Texto:

El triunfo de la sencillez
Muchas veces la belleza, al igual que las historias más bonitas, se esconde en los detalles aparentemente más insignificantes.
El impresionismo es un movimiento artístico que surgió en un momento muy concreto, lo hizo en la primavera de 1874. Ese año un grupo de artistas fundó una sociedad anónima con la que trataban de mostrar un desprecio común por el arte tradicional, en favor de formas de expresión mucho más innovadoras.
A todos ellos les unía que alguna de sus obras había sido rechazada por los jurados del Salón, el estandarte de la mentalidad artística conservadora y del academicismo francés, pero que al mismo su sello garantizaba el éxito económico y la fama social.

Tareas a realizar:
(a) Según el texto sobre el impresionismo, ¿en qué momento surgió este movimiento artístico?
(b) Transcriba del texto sobre el impresionismo el fragmento que comienza en las palabras "A todos ellos" y concluye tras las palabras "la fama social.".

Datos registrados:
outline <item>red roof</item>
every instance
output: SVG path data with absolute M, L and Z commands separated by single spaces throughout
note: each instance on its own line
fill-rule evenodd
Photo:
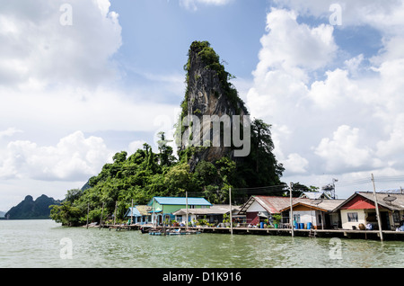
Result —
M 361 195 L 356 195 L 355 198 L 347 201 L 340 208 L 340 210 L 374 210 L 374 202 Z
==
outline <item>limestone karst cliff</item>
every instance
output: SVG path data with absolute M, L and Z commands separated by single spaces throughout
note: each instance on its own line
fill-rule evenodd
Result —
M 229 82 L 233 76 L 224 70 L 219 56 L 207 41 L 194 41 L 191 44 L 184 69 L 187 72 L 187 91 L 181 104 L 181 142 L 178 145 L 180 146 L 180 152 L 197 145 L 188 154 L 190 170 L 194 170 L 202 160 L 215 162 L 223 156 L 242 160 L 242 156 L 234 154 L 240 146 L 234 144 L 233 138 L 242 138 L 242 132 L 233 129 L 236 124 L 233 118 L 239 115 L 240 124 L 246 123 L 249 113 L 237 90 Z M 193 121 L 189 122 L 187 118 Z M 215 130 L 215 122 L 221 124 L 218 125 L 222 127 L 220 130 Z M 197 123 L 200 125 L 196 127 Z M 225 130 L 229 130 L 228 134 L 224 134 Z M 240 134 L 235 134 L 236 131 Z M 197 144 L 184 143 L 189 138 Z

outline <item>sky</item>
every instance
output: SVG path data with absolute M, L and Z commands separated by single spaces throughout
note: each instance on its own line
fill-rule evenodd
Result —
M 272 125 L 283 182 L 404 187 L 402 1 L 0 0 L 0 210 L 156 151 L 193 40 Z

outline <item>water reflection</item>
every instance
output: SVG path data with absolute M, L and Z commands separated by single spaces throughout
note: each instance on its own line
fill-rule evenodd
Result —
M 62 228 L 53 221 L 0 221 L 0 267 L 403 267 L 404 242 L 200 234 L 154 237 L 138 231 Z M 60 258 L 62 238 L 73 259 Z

Respuestas por tarea:
(a) En la primavera de 1874.

(b)
A todos ellos les unía que alguna de sus obras había sido rechazada por los jurados del Salón, el estandarte de la mentalidad artística conservadora y del academicismo francés, pero que al mismo su sello garantizaba el éxito económico y la fama social.